• [Task prompt]:
Copy out each of the following items line for line, without changing anything.

[Segmentation data]
****************

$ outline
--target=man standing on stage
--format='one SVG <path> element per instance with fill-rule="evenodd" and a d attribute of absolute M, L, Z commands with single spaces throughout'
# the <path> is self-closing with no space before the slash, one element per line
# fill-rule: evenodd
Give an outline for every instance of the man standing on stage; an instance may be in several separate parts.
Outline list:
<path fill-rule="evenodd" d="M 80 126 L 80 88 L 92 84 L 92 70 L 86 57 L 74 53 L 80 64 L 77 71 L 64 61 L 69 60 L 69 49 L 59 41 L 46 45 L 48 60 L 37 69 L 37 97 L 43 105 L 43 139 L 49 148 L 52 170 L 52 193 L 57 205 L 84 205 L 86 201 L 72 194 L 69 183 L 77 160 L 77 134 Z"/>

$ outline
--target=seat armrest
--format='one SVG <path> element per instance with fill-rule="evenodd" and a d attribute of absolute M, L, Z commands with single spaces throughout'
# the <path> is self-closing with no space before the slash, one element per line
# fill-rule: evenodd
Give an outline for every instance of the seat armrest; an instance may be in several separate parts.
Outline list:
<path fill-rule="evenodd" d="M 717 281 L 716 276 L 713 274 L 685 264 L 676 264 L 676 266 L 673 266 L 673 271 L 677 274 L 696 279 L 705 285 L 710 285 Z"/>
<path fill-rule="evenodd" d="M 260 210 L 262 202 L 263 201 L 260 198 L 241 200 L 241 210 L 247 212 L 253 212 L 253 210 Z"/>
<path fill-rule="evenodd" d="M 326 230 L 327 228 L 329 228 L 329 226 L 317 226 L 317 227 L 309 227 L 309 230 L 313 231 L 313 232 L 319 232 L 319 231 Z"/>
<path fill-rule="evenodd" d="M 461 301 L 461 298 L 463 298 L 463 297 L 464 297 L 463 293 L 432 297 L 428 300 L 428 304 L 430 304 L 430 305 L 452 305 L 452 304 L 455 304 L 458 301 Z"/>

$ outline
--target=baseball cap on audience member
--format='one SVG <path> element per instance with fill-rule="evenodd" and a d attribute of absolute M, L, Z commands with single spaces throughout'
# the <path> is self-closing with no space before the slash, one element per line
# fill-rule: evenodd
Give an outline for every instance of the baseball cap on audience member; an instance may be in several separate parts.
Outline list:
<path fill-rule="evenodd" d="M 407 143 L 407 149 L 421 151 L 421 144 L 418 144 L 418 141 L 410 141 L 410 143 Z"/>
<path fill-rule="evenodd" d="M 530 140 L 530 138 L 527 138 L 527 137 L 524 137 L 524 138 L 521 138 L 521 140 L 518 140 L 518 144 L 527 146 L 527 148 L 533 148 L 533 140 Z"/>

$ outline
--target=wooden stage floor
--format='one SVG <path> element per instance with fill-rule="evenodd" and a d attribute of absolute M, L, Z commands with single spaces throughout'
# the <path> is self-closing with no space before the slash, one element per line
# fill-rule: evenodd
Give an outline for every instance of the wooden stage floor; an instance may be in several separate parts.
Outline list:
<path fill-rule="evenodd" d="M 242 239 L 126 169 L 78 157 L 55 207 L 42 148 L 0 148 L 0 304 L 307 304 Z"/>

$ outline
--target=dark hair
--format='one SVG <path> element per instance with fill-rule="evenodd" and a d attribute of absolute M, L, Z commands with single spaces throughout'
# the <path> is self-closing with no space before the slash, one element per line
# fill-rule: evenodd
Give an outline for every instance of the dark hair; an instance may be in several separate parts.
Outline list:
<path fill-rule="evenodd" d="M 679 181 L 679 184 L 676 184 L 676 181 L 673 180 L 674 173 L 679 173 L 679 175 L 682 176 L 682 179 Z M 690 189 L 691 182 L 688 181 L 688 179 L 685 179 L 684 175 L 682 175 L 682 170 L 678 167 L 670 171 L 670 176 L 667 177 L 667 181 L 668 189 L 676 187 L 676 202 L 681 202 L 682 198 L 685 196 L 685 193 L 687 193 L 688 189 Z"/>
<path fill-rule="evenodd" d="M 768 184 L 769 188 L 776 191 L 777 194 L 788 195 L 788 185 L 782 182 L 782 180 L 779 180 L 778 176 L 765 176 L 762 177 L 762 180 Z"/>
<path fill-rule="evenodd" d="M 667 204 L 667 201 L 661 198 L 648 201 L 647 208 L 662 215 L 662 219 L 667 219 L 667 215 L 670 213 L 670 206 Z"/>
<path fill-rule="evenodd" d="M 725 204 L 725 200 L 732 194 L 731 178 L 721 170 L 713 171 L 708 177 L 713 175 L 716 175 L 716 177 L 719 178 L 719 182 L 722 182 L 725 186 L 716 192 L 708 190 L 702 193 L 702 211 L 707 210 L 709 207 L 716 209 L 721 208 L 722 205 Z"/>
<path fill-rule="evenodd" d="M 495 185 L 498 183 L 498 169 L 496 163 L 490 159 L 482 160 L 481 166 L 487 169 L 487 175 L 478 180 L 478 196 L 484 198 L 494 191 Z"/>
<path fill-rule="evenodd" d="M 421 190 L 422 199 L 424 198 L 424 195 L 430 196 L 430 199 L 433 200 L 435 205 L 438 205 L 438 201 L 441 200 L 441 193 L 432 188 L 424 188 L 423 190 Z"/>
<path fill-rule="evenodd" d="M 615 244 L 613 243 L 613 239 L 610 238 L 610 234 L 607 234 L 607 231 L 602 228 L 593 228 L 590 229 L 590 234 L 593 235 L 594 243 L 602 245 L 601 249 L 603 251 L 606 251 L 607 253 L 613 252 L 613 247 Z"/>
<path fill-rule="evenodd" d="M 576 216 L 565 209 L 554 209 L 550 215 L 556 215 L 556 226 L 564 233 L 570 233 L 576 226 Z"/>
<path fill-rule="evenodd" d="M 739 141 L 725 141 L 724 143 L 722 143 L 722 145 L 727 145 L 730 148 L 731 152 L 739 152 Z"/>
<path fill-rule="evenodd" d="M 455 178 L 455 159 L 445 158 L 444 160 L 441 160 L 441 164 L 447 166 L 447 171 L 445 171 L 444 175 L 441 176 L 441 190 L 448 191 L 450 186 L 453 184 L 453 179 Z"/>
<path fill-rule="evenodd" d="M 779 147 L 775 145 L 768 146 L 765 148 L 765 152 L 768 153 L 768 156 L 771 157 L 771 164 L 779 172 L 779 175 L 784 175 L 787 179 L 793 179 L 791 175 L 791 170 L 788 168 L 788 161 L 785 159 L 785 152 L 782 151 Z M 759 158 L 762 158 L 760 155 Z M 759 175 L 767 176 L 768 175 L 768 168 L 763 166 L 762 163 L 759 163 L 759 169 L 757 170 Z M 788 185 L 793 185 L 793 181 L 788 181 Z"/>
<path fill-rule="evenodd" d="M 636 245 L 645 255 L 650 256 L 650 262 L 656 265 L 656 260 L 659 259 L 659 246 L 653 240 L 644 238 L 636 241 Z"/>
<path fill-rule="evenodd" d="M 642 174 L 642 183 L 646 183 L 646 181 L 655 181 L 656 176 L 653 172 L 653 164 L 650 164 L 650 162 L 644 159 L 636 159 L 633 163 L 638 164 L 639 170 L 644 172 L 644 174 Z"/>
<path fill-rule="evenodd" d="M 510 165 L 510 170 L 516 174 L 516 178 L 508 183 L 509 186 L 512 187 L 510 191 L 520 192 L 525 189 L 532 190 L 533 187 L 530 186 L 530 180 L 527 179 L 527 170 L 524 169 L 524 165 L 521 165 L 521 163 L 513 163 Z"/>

****************

• [Written response]:
$ outline
--target=man standing on stage
--format='one SVG <path> element per instance with fill-rule="evenodd" and a d attribute of absolute M, L, Z commands with single spaces throughout'
# the <path> is self-closing with no space before the slash, one element per line
# fill-rule: evenodd
Give an outline for every instance of the man standing on stage; an instance may be in several separate parts.
Outline list:
<path fill-rule="evenodd" d="M 80 126 L 80 88 L 92 84 L 92 70 L 86 57 L 74 53 L 80 64 L 77 71 L 64 61 L 69 60 L 69 49 L 59 41 L 46 45 L 48 60 L 37 69 L 37 97 L 43 105 L 43 139 L 49 148 L 52 170 L 52 193 L 57 205 L 84 205 L 86 201 L 72 194 L 69 183 L 77 160 L 77 134 Z"/>

$ outline
--target=seat armrest
--format='one SVG <path> element per instance with fill-rule="evenodd" and a d attribute of absolute M, L, Z commands with single spaces throughout'
# the <path> is self-closing with no space before the slash, one element per line
# fill-rule: evenodd
Give an outline for every instance of the seat armrest; an instance may be in several separate parts.
Outline list:
<path fill-rule="evenodd" d="M 717 281 L 716 276 L 713 274 L 685 264 L 676 264 L 676 266 L 673 266 L 673 271 L 677 274 L 696 279 L 705 285 L 710 285 Z"/>
<path fill-rule="evenodd" d="M 260 210 L 262 202 L 263 201 L 260 198 L 241 200 L 241 210 L 247 212 L 253 212 L 253 210 Z"/>
<path fill-rule="evenodd" d="M 326 230 L 327 228 L 329 228 L 329 226 L 317 226 L 317 227 L 309 227 L 309 230 L 313 231 L 313 232 L 319 232 L 319 231 Z"/>
<path fill-rule="evenodd" d="M 461 301 L 461 298 L 463 298 L 463 297 L 464 297 L 463 293 L 432 297 L 428 300 L 428 304 L 430 304 L 430 305 L 452 305 L 452 304 L 455 304 L 458 301 Z"/>

$ outline
--target=baseball cap on audience member
--format='one SVG <path> element per instance with fill-rule="evenodd" and a d attribute of absolute M, L, Z commands with single spaces throughout'
# the <path> is self-closing with no space before the slash, one element per line
# fill-rule: evenodd
Give an outline for every instance of the baseball cap on audience member; an instance may be in several separate parts.
Outline list:
<path fill-rule="evenodd" d="M 407 143 L 407 149 L 421 151 L 421 144 L 418 144 L 418 141 L 410 141 L 410 143 Z"/>
<path fill-rule="evenodd" d="M 530 140 L 530 138 L 527 138 L 527 137 L 524 137 L 524 138 L 521 138 L 521 140 L 518 140 L 518 144 L 527 146 L 527 148 L 533 148 L 533 140 Z"/>

$ outline
--target=wooden stage floor
--format='one SVG <path> element per instance with fill-rule="evenodd" and a d attribute of absolute M, L, Z commands with single spaces throughout'
# the <path> is self-closing with no space before the slash, one element per line
# fill-rule: evenodd
Give an outline for every instance of the wooden stage floor; an instance may be in several separate parts.
Outline list:
<path fill-rule="evenodd" d="M 242 239 L 126 169 L 78 157 L 55 207 L 42 148 L 0 148 L 0 304 L 307 304 Z"/>

$ outline
--target=dark hair
--format='one SVG <path> element per instance with fill-rule="evenodd" and a d attribute of absolute M, L, Z commands with single spaces throughout'
# the <path> is self-closing with no space before the slash, one element per line
# fill-rule: evenodd
Give an outline for every instance of the dark hair; an instance may be in several separate parts.
Outline list:
<path fill-rule="evenodd" d="M 679 181 L 679 184 L 676 184 L 676 181 L 673 180 L 674 173 L 679 173 L 679 175 L 682 176 L 682 179 Z M 690 189 L 691 182 L 688 181 L 688 179 L 685 179 L 684 175 L 682 175 L 682 170 L 678 167 L 670 171 L 670 176 L 667 177 L 667 181 L 668 189 L 676 187 L 676 202 L 681 202 L 682 198 L 685 196 L 685 193 L 687 193 L 688 189 Z"/>
<path fill-rule="evenodd" d="M 768 184 L 769 188 L 776 191 L 777 194 L 788 195 L 788 185 L 782 182 L 782 180 L 779 180 L 778 176 L 765 176 L 762 177 L 762 180 Z"/>
<path fill-rule="evenodd" d="M 667 204 L 667 201 L 661 198 L 648 201 L 647 208 L 662 215 L 662 219 L 667 219 L 667 215 L 670 213 L 670 206 Z"/>
<path fill-rule="evenodd" d="M 725 204 L 725 200 L 732 194 L 731 178 L 721 170 L 713 171 L 708 177 L 713 175 L 716 175 L 716 177 L 719 178 L 719 182 L 722 182 L 725 186 L 716 192 L 708 190 L 702 193 L 702 211 L 707 210 L 709 207 L 716 209 L 721 208 L 722 205 Z"/>
<path fill-rule="evenodd" d="M 495 185 L 498 183 L 498 169 L 496 163 L 490 159 L 482 160 L 481 166 L 487 169 L 487 175 L 478 180 L 478 196 L 484 198 L 494 191 Z"/>
<path fill-rule="evenodd" d="M 421 190 L 422 199 L 424 198 L 424 195 L 430 196 L 430 199 L 433 200 L 435 205 L 438 205 L 438 201 L 441 200 L 441 193 L 432 188 L 424 188 L 423 190 Z"/>
<path fill-rule="evenodd" d="M 615 244 L 613 243 L 613 239 L 610 238 L 610 234 L 607 234 L 607 231 L 602 228 L 593 228 L 590 229 L 590 234 L 593 235 L 594 243 L 602 245 L 601 249 L 603 251 L 606 251 L 607 253 L 613 252 L 613 247 Z"/>
<path fill-rule="evenodd" d="M 576 216 L 565 209 L 554 209 L 550 215 L 556 215 L 556 226 L 564 233 L 570 233 L 576 226 Z"/>
<path fill-rule="evenodd" d="M 739 141 L 725 141 L 724 143 L 722 143 L 722 145 L 727 145 L 730 148 L 731 152 L 739 152 Z"/>
<path fill-rule="evenodd" d="M 455 178 L 455 159 L 445 158 L 444 160 L 441 160 L 441 164 L 447 166 L 447 171 L 445 171 L 444 175 L 441 176 L 441 190 L 448 191 L 450 186 L 453 184 L 453 179 Z"/>
<path fill-rule="evenodd" d="M 779 147 L 775 145 L 768 146 L 765 148 L 765 152 L 768 153 L 768 156 L 771 157 L 771 164 L 779 172 L 779 175 L 784 175 L 787 179 L 793 179 L 791 175 L 791 170 L 788 168 L 788 161 L 785 159 L 785 152 L 782 151 Z M 759 158 L 762 158 L 760 155 Z M 759 175 L 767 176 L 768 175 L 768 168 L 763 166 L 762 163 L 759 163 L 759 169 L 757 170 Z M 788 185 L 793 185 L 793 181 L 788 181 Z"/>
<path fill-rule="evenodd" d="M 636 245 L 645 255 L 650 256 L 650 262 L 656 265 L 656 260 L 659 259 L 659 246 L 653 240 L 644 238 L 636 241 Z"/>
<path fill-rule="evenodd" d="M 642 174 L 642 183 L 646 183 L 646 181 L 655 181 L 656 176 L 653 172 L 653 164 L 650 164 L 650 162 L 644 159 L 636 159 L 633 163 L 638 164 L 639 170 L 644 172 L 644 174 Z"/>
<path fill-rule="evenodd" d="M 510 165 L 510 170 L 516 174 L 516 178 L 508 183 L 509 186 L 512 187 L 510 191 L 520 192 L 525 189 L 532 190 L 533 187 L 530 186 L 530 180 L 527 179 L 527 170 L 524 169 L 524 165 L 521 165 L 521 163 L 513 163 Z"/>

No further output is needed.